Pull out every line in the records below that contains the word "statue", and list those lines in their original order.

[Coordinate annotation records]
——

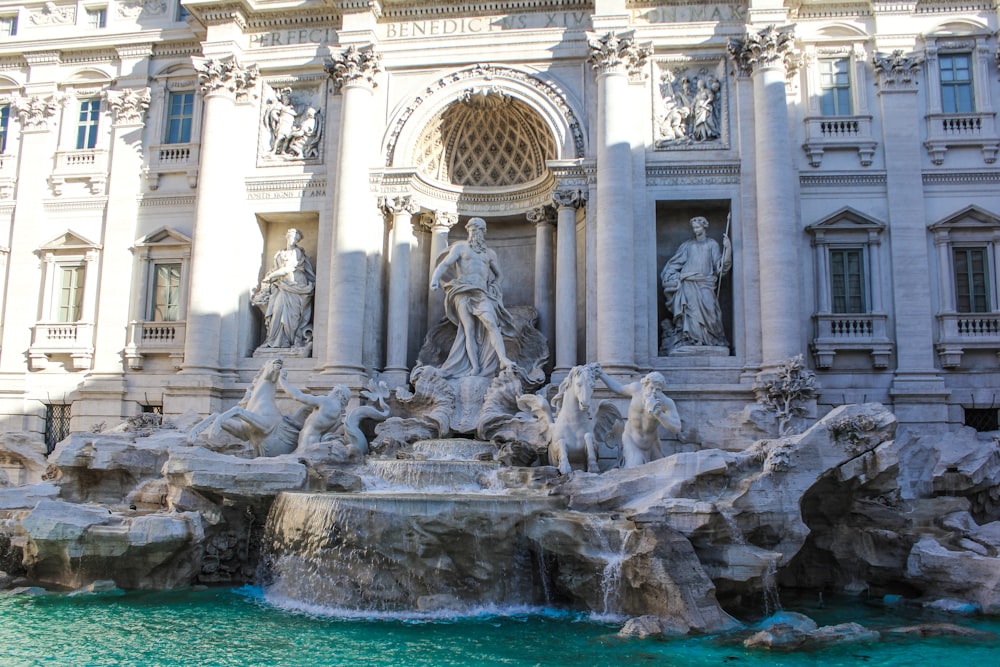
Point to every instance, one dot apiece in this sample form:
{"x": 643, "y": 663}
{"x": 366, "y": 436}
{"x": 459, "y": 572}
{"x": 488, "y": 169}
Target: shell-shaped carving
{"x": 485, "y": 139}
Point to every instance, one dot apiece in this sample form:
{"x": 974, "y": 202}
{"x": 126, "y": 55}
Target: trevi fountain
{"x": 483, "y": 486}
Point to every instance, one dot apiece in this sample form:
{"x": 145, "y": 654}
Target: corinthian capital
{"x": 769, "y": 47}
{"x": 226, "y": 75}
{"x": 617, "y": 53}
{"x": 896, "y": 70}
{"x": 34, "y": 112}
{"x": 397, "y": 205}
{"x": 128, "y": 106}
{"x": 440, "y": 221}
{"x": 569, "y": 198}
{"x": 354, "y": 65}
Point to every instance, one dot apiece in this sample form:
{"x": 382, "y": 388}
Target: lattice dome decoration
{"x": 486, "y": 138}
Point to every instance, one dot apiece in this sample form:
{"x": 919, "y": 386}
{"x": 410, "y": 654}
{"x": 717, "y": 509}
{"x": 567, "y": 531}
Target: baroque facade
{"x": 155, "y": 156}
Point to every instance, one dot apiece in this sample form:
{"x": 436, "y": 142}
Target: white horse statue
{"x": 256, "y": 418}
{"x": 579, "y": 427}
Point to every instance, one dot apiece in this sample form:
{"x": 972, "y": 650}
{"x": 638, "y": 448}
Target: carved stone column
{"x": 763, "y": 56}
{"x": 222, "y": 81}
{"x": 398, "y": 325}
{"x": 37, "y": 116}
{"x": 440, "y": 224}
{"x": 353, "y": 71}
{"x": 544, "y": 294}
{"x": 918, "y": 390}
{"x": 614, "y": 58}
{"x": 128, "y": 109}
{"x": 567, "y": 202}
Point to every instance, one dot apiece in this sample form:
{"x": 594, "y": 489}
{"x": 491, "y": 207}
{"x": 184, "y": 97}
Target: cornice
{"x": 146, "y": 202}
{"x": 844, "y": 180}
{"x": 171, "y": 49}
{"x": 397, "y": 10}
{"x": 90, "y": 204}
{"x": 961, "y": 178}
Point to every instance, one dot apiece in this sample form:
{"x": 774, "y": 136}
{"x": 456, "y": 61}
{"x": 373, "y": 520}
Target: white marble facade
{"x": 154, "y": 161}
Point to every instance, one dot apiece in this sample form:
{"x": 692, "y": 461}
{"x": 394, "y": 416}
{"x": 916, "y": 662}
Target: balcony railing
{"x": 149, "y": 338}
{"x": 843, "y": 332}
{"x": 8, "y": 175}
{"x": 977, "y": 130}
{"x": 824, "y": 133}
{"x": 75, "y": 339}
{"x": 89, "y": 165}
{"x": 966, "y": 331}
{"x": 82, "y": 162}
{"x": 172, "y": 159}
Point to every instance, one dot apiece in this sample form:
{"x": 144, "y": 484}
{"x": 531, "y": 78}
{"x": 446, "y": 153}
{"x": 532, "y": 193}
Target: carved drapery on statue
{"x": 285, "y": 297}
{"x": 292, "y": 124}
{"x": 689, "y": 108}
{"x": 354, "y": 65}
{"x": 690, "y": 280}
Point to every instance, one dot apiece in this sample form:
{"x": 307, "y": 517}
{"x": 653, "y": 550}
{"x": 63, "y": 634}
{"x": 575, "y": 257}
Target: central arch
{"x": 478, "y": 140}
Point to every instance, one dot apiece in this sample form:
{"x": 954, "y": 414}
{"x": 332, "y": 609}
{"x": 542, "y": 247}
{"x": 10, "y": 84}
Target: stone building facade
{"x": 155, "y": 154}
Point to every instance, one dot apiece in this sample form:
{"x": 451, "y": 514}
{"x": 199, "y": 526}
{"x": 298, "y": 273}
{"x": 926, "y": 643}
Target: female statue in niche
{"x": 285, "y": 296}
{"x": 690, "y": 279}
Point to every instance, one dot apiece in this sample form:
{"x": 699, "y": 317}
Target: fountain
{"x": 474, "y": 486}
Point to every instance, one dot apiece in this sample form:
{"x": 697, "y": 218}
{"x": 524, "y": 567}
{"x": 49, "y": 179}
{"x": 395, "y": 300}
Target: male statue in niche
{"x": 690, "y": 286}
{"x": 473, "y": 301}
{"x": 285, "y": 296}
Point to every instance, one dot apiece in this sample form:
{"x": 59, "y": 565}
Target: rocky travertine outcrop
{"x": 848, "y": 505}
{"x": 70, "y": 545}
{"x": 740, "y": 510}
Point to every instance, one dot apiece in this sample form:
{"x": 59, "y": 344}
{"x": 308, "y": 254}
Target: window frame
{"x": 147, "y": 334}
{"x": 864, "y": 286}
{"x": 12, "y": 21}
{"x": 4, "y": 126}
{"x": 171, "y": 117}
{"x": 949, "y": 128}
{"x": 959, "y": 330}
{"x": 161, "y": 312}
{"x": 835, "y": 90}
{"x": 95, "y": 17}
{"x": 840, "y": 332}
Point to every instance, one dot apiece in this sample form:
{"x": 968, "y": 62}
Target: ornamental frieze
{"x": 127, "y": 105}
{"x": 225, "y": 75}
{"x": 617, "y": 53}
{"x": 354, "y": 65}
{"x": 34, "y": 112}
{"x": 291, "y": 124}
{"x": 896, "y": 70}
{"x": 689, "y": 105}
{"x": 769, "y": 47}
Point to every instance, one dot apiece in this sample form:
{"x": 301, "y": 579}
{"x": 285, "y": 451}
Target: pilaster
{"x": 567, "y": 202}
{"x": 401, "y": 210}
{"x": 353, "y": 70}
{"x": 544, "y": 218}
{"x": 918, "y": 390}
{"x": 224, "y": 82}
{"x": 763, "y": 55}
{"x": 614, "y": 57}
{"x": 440, "y": 223}
{"x": 36, "y": 114}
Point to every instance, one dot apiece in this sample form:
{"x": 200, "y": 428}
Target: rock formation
{"x": 849, "y": 505}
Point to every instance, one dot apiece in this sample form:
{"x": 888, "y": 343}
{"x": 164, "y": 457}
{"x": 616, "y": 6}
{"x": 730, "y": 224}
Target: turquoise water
{"x": 238, "y": 627}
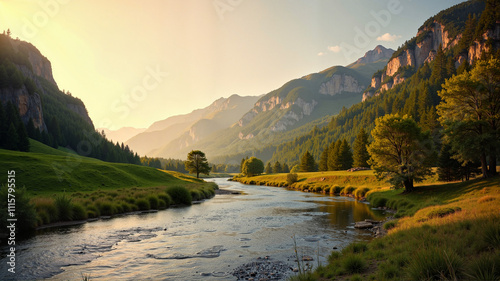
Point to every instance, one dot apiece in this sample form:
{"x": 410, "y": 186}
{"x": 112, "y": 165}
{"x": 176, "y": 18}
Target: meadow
{"x": 61, "y": 186}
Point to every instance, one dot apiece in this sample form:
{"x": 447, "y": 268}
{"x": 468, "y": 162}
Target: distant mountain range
{"x": 241, "y": 125}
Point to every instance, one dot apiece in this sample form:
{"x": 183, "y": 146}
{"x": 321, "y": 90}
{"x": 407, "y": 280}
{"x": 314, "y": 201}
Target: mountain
{"x": 122, "y": 134}
{"x": 288, "y": 111}
{"x": 180, "y": 131}
{"x": 446, "y": 44}
{"x": 32, "y": 106}
{"x": 449, "y": 29}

——

CORRECT ANSWER:
Target: white horse statue
Target: carved drapery on statue
Target: female statue in niche
Target: male statue in niche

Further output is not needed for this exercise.